Write out the entries verbatim and leave the images out of the copy.

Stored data
---

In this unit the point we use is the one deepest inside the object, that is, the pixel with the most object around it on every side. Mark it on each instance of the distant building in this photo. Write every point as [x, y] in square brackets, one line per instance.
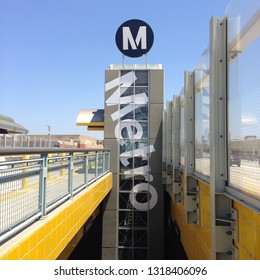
[8, 125]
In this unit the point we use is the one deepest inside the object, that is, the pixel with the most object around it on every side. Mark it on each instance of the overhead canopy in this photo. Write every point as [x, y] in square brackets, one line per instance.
[8, 125]
[92, 118]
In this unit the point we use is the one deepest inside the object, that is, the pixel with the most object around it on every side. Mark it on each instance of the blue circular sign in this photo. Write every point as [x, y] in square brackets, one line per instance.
[134, 38]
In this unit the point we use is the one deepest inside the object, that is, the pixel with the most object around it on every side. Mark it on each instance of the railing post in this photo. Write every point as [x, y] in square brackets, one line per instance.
[70, 174]
[103, 162]
[43, 183]
[96, 154]
[108, 161]
[86, 169]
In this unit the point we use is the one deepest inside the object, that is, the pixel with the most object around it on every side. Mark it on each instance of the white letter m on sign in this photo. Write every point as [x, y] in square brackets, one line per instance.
[140, 37]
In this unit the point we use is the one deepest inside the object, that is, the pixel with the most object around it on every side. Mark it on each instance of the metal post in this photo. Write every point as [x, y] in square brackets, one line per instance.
[221, 241]
[96, 165]
[86, 169]
[49, 136]
[70, 177]
[43, 184]
[103, 162]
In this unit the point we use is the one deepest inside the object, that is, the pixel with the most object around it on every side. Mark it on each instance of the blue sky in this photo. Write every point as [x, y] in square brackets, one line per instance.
[53, 53]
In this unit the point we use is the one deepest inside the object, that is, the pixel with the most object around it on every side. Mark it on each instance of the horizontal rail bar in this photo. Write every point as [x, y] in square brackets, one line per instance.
[27, 151]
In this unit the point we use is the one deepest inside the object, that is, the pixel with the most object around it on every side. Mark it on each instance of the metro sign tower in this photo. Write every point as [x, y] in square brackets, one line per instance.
[133, 217]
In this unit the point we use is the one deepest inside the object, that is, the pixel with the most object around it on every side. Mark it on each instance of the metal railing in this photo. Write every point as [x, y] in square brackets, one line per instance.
[35, 181]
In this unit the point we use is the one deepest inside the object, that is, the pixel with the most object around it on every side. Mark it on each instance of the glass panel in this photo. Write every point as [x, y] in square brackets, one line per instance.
[126, 95]
[140, 238]
[126, 163]
[141, 95]
[141, 112]
[125, 219]
[124, 202]
[126, 183]
[125, 237]
[140, 254]
[142, 78]
[127, 112]
[182, 128]
[127, 129]
[124, 254]
[141, 130]
[140, 218]
[244, 97]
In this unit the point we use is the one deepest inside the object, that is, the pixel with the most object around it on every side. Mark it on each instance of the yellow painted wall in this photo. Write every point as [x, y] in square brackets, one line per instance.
[248, 233]
[47, 238]
[196, 239]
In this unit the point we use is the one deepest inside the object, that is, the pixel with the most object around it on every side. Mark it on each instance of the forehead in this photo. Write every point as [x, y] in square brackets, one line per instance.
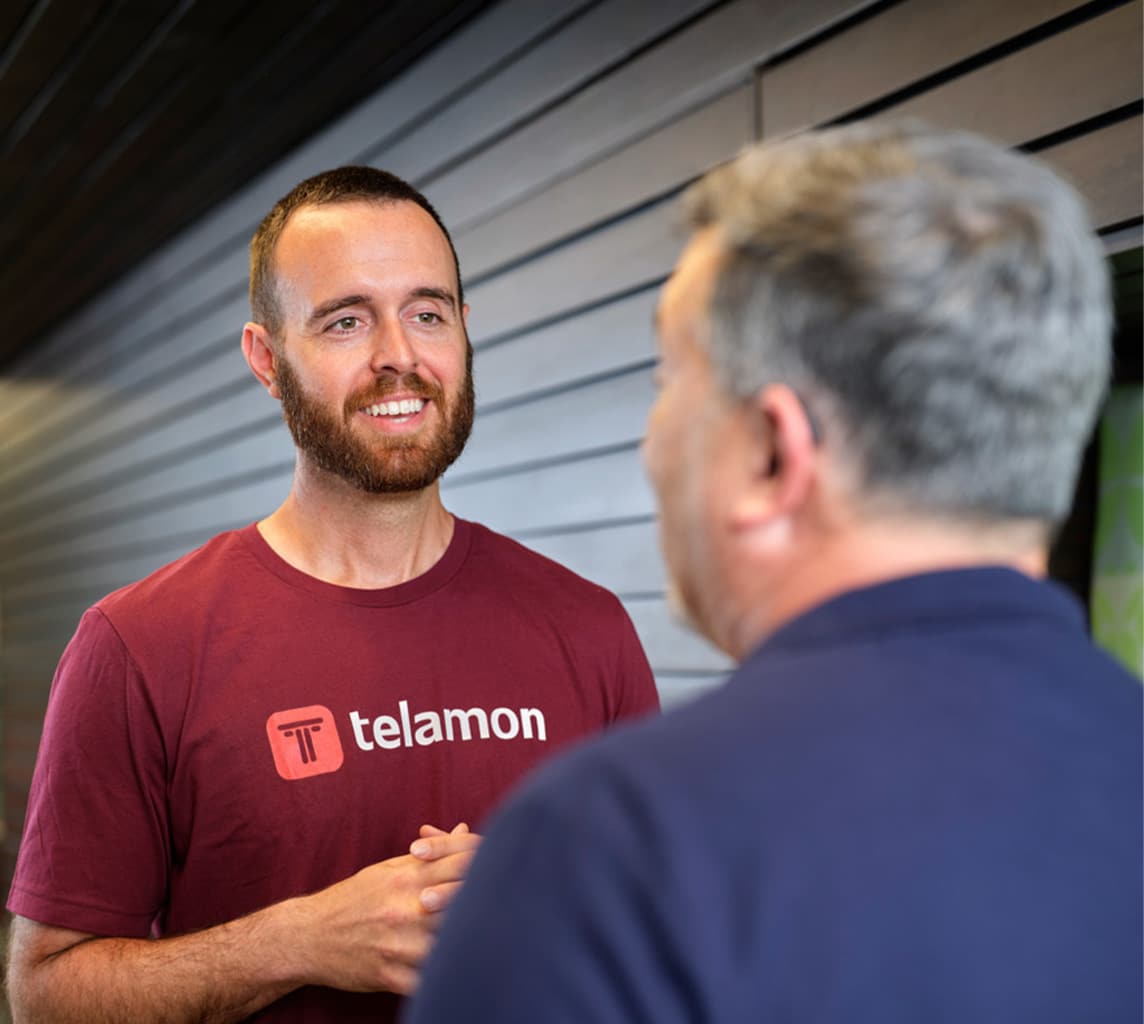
[388, 240]
[685, 299]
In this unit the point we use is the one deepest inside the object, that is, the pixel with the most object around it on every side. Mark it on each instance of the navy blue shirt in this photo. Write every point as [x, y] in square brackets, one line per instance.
[918, 802]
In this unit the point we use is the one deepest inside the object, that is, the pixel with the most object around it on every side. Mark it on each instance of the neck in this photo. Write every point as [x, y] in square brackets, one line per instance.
[875, 553]
[336, 533]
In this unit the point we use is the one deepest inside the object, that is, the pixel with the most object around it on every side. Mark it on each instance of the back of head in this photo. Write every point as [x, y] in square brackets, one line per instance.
[341, 184]
[940, 303]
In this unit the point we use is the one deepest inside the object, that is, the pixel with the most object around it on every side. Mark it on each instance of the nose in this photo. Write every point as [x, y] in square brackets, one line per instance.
[391, 351]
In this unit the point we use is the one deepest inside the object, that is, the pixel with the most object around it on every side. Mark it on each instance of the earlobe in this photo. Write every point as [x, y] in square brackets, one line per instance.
[260, 356]
[785, 466]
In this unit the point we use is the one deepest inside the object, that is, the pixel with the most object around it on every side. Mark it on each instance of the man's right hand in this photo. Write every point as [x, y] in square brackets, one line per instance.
[373, 930]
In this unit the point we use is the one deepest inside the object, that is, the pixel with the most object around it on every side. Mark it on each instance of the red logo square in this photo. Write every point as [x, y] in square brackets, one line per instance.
[304, 741]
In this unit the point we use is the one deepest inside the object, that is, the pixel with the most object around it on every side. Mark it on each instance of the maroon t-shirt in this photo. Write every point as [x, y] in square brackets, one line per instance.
[230, 731]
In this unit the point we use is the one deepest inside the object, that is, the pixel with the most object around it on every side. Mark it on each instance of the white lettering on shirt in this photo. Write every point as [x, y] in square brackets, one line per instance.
[450, 724]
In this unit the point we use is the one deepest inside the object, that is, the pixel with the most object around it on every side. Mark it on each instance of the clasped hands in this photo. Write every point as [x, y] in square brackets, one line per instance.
[373, 930]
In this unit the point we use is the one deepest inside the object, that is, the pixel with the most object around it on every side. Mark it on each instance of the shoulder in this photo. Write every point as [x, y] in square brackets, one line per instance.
[510, 563]
[171, 595]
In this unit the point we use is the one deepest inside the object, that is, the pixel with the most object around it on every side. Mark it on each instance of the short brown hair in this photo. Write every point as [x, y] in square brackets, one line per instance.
[341, 184]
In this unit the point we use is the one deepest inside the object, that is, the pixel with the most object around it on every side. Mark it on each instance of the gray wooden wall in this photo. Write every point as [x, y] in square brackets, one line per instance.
[554, 137]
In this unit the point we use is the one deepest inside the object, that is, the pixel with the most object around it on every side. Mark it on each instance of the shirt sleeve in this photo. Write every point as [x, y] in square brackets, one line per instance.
[558, 920]
[95, 851]
[634, 685]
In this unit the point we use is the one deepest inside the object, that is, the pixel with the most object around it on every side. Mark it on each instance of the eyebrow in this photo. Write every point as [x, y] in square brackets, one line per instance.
[343, 301]
[335, 304]
[439, 294]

---

_SOLUTION TO THIS TASK_
In this unit the point we use is the one deepest inside the object, that is, the pixel with the most object around it on every side. Mark it on each instance of the distant building in this photo. Write every point as [x, y] in square brackets, one line per instance.
[8, 125]
In this unit the point we use is the one deepest inside the object, that is, the pixel with the most object around it on every side. Mark it on each instance of the overhead canopy in this photo. Write every point as [x, y] in square brackets, one line per instance.
[8, 125]
[92, 118]
In this unit the point we use is the one deepest inside the object, that is, the pixel with the most object around it on every side. Mark it on each instance of the blue circular sign in this photo. Write every point as [x, y] in square brackets, one line per instance.
[134, 38]
In this unit the point we use is the one deepest inside the object, that is, the pixel with the most object around it on every side. Mark it on each instance of the railing post in this photo. Write every point as [x, y] in square brackets, one line per instance.
[70, 174]
[103, 162]
[43, 183]
[96, 154]
[108, 161]
[86, 169]
In this unit the point we use is the one deepest inside the object, that is, the pixel with the most object around it on every side. Mark it on each instance of the white letter m on sign in this photo. Write every point as [x, y] in square brackets, one line per instance.
[140, 37]
In this unit the point we use is the one deepest inside the object, that is, the pixel with the most object around it on every side. Mark it on each instance of the metal post in this photo. Write every point as [x, y] in square brackets, one line per instance.
[221, 241]
[96, 165]
[86, 169]
[49, 136]
[70, 177]
[43, 184]
[103, 162]
In this unit the point we use is the one deepest inside the object, that is, the pixel with the most object around it on every side. Mark it on each instance of the blue sky in this photo. Write every point as [x, y] in square brackets, one line per instance.
[53, 53]
In this unit the point we use is the one deepest inside the object, that is, the pixel with the most object around it on every side. Mark it on each instance of the horizontal rail bar in this photo. Write every point as [x, y] in square brackets, one line per instance.
[27, 151]
In this unit the point we use is the one deepest inside the object, that is, the pixel with the most object around it on every side. Mark it on each instance of the metro sign tower in this photo. Write every point as [x, y] in square brackets, one line per instance.
[133, 217]
In this unit the point we use is the one deepest inside the object, that is, the pixel with the most object around it on every side. Mark it on each instance of the metal railing in this photo. Write every point as [x, y] in square brackets, one line per instance.
[35, 181]
In this unit the point we use is the one deepest inside the object, that is, the pixel with the most object around it on every side. Mark it on each instance of the glass panel in this photo. Write every point as [x, y] in square brackets, one line per instance.
[126, 95]
[140, 238]
[126, 163]
[141, 95]
[141, 112]
[125, 219]
[124, 202]
[126, 183]
[125, 237]
[140, 254]
[142, 78]
[127, 112]
[182, 128]
[127, 129]
[124, 254]
[141, 130]
[140, 218]
[244, 97]
In this unit the point we use is the one deepest inside the object, that is, the pixel with the most object around it on every side. Mark it on each instance of the yellow painted wall in this photo. Write every point as [x, y] in square brackets, one line per instance.
[248, 233]
[47, 238]
[196, 239]
In this unit the point we use is the one deepest inside the object, that is, the pixel with the most object around it on every side. Mark it on each instance of the forehead in this photo. Write every point as [x, y] in square brackets, one line per instance.
[388, 240]
[685, 299]
In this unit the point we use is the one deepest inside the object, that is, the pixel with the most object around it on every side. Mark it on each instance of the navy blue shirt in this photo. Write every point as [x, y] in square brackets, one line per instance.
[918, 802]
In this unit the point we use is the one deepest inside the object, that is, the pixel with the most object around it on every side. Mark it on each instance of the neck in this photo. Write every point as [x, y] in square brackets, one line per instance.
[875, 553]
[336, 533]
In this unit the point we use is the one deepest inside the object, that is, the pixel with the most object around it on every side. Mark it on each instance of the back of head in this photo. Write every point as [x, y] in square brackets, one line per instance.
[341, 184]
[940, 303]
In this unit the point we use is the one deepest inside the object, that is, the pixel with the most object around it on every side. Mark it on each instance of the nose in this photo. Write every point as [x, y] in square brackets, one line per instance.
[391, 351]
In this unit the point we use is the one deepest inside the object, that is, the pixel with the most object around it on every side. Mark it on each instance of the earlobe in this photo. Write every point as [x, y] in square brackets, one line per instance.
[260, 356]
[785, 466]
In this unit the point we use is the one deepest inside the object, that is, the pixel with the most object around it on every side. Mark it on each instance of the man's right hand in this photo. Write every point as [x, y] in square brackets, one line per instance.
[373, 930]
In this unit the point we use is the one deepest inside the object, that is, the pixel with the most object around it on every side. Mark it on each instance of the red logo square in this photo. Write every point as [x, y] in square brackets, one line per instance.
[304, 741]
In this unit the point we use is the one deepest inside the object, that is, the pixel with the most object around it on every side. Mark it on each instance of the maroon t-shirt in this photo. Write every point as [x, y] in square brackets, one line per instance.
[230, 731]
In this unit the point we use is the one deepest inside the object, that is, the pixel with the most object around it on every side. Mark it on each instance of the white lettering on shirt in this photo. Write every point as [x, y] in square brackets, one line per instance.
[450, 724]
In this unit the point we use is the one deepest inside the object, that is, the pixel with the most object around it on every side. Mark it on each instance of the clasped hands in this photo. Write every point as [x, y] in square brackets, one line per instance.
[373, 930]
In this unit the point we use is the one deepest inside the object, that is, the pixel with the most object around it on every side. Mark it on each instance of the shoulder in this photo. Write every point as [x, y] in square brackets, one line per instance.
[510, 563]
[171, 595]
In this unit the point we use is the one deepest inside the object, that is, the pixel with the most object around it on every side. Mark it on each instance of the short brown hair in this photo. Write every point as [x, y] in square brackets, one line per instance.
[341, 184]
In this unit the point we use is the one deepest inside the object, that is, the pixel with the most object around it on every side. Mark it on each instance of the gray wooden wall in this photo. Write every point as [x, y] in square brackets, one line per instance.
[554, 137]
In this unit the point we use is the one deepest inside the object, that is, the pixel with the most object around it on every side. Mark it on each instance of the shirt sleeve in this photo. Write every point as [x, y] in square brackets, one line per instance.
[558, 920]
[95, 851]
[634, 685]
In this unit the point we use is the one deepest inside the object, that is, the pixel with the most object around it on every side. Mark it on each instance of the eyebrow in this photo. Write every point as [x, y] in square brackets, one line per instance.
[343, 301]
[335, 304]
[439, 294]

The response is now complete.